What is required
Write down the whole listing below again without changing a word.

Supplied material

════════

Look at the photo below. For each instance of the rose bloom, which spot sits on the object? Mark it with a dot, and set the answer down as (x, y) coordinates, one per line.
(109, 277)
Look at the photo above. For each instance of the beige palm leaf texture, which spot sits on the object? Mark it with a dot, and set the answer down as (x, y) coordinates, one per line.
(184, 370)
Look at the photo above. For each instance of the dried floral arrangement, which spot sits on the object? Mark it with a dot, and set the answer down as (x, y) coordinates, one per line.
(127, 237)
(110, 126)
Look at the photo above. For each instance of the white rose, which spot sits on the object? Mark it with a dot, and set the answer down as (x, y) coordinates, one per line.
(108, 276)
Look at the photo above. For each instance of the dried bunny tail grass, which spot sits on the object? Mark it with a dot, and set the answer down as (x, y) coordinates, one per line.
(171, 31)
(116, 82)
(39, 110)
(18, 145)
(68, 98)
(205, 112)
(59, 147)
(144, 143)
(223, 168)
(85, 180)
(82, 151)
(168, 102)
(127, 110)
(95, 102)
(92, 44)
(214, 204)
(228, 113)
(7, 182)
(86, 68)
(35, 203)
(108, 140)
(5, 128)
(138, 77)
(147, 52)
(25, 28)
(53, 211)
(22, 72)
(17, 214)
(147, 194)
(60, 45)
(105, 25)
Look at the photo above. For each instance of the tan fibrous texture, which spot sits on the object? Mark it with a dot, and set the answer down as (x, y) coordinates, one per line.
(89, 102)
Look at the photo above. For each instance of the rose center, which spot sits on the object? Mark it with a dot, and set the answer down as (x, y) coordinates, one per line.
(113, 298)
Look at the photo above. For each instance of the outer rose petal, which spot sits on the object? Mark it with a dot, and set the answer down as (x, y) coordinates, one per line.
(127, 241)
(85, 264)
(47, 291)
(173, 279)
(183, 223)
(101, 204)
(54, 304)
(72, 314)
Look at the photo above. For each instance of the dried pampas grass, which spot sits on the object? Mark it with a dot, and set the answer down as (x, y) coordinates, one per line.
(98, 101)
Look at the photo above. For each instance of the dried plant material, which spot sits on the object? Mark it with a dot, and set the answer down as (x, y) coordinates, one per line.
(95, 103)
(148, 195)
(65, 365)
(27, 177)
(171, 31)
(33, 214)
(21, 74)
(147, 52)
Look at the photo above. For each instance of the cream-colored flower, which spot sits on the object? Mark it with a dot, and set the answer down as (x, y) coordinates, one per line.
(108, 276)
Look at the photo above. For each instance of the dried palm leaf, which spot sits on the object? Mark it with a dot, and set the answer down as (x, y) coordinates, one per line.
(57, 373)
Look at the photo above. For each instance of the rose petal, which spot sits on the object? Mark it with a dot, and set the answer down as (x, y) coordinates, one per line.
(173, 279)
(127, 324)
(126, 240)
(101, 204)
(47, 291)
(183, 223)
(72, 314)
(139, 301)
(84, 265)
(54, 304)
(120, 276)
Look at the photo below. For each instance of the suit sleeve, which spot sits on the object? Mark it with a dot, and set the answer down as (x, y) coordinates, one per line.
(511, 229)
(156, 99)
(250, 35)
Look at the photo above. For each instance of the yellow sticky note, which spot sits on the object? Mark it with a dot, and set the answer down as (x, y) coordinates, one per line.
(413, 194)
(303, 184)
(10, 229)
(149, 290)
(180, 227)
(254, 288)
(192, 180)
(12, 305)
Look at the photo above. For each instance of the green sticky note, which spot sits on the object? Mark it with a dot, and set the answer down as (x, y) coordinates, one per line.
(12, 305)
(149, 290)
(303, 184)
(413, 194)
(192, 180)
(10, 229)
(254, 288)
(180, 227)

════════

Answer below
Look at the photo below. For each instance of the rose bloom, which spot sits on the object? Mark it with a dot, and set the answer down as (x, y) coordinates, one per line.
(109, 277)
Look at the photo above. For each instance of the beige palm leaf texture, which spot sits on the object? Mark it with a dot, and set the answer down as (x, y) coordinates, one per line.
(184, 370)
Look at the photo above. For each instance of the dried floral arrangement, which spot sits on the object? Mark it with a dot, and set the answer down as (x, y) coordinates, one per line.
(127, 237)
(110, 126)
Look at the photo above. For each instance of the white rose, which spot sits on the object? Mark it with a dot, and set the answer down as (x, y) coordinates, one per line.
(108, 276)
Look at the photo above. For each instance of the dried bunny tail grass, which spot sits on the object? Mark it with a dot, and set the answer down as (x, y) coordinates, one per line.
(171, 31)
(116, 82)
(39, 110)
(18, 145)
(68, 98)
(205, 112)
(59, 147)
(144, 143)
(223, 168)
(85, 180)
(82, 151)
(168, 102)
(127, 110)
(95, 102)
(92, 44)
(214, 204)
(228, 113)
(7, 182)
(86, 68)
(35, 203)
(108, 140)
(5, 128)
(138, 77)
(147, 52)
(25, 28)
(53, 211)
(22, 72)
(17, 214)
(147, 194)
(60, 45)
(105, 25)
Look at the photo above. For each instance of the tan fibrous texture, which spot sits on the object? Mark it with a dot, and set the answer down as (x, y) coordinates, one per line.
(89, 102)
Look at the photo above. For each instance of the rose center, which spot sits on the object? Mark it with a dot, and set the answer down as (x, y) coordinates, one per line.
(113, 298)
Look at the photo above. For each instance of the outer rose petal, which spot sits on the object? Mark it with a dot, and set the answer down as (x, y) coordinates, one per line.
(127, 241)
(85, 264)
(47, 291)
(173, 279)
(183, 223)
(101, 204)
(54, 304)
(72, 314)
Look at the photo above. For each instance of the dried pampas grass, which spot sits on the object? Mark it with a dot, and set the answer down as (x, y) coordinates, one per line.
(98, 101)
Look at the photo above. For each instance of the dried plant material, which spot sits on the object? Mark it with a dot, and set the answer down as (x, y) coordinates, one per line.
(95, 103)
(148, 195)
(65, 365)
(27, 177)
(171, 31)
(33, 214)
(21, 74)
(147, 52)
Look at the photo above. For each instance of the cream-colored flower, which spot sits on the object? Mark it with a dot, and set the answer down as (x, y) coordinates, one per line.
(108, 276)
Look at the photo above. For each instance of the dried palm leaf, which spot sits on the object? Mark it with a dot, and set the answer down as (x, y) coordinates, one per line.
(57, 373)
Look at the photo above. For each instance of the rose petal, which spot sits on the object? Mark it with a dot, and set the answer down as (x, y) coordinates, one per line.
(173, 279)
(127, 324)
(126, 240)
(101, 204)
(47, 291)
(183, 223)
(72, 314)
(139, 301)
(84, 265)
(54, 304)
(120, 276)
Look at the photo below. For each instance of the suit sleeve, which spot sits on the object? Mark it with a dot, and set the answer down as (x, y) coordinates, one per line.
(511, 229)
(156, 99)
(250, 35)
Look at the photo above. For each instance of the yellow sticky note, which spot sits on the object? Mark it with a dot, and set the answer down as (x, y) coordinates, one per line.
(413, 194)
(303, 184)
(10, 229)
(149, 290)
(180, 227)
(254, 288)
(192, 180)
(12, 305)
Look at the photo above. For each instance of the green sticky note, which spot sits on the object? Mark it with a dot, and set the answer down as (x, y) coordinates, one per line.
(12, 305)
(149, 290)
(303, 184)
(413, 194)
(192, 180)
(10, 229)
(254, 288)
(180, 227)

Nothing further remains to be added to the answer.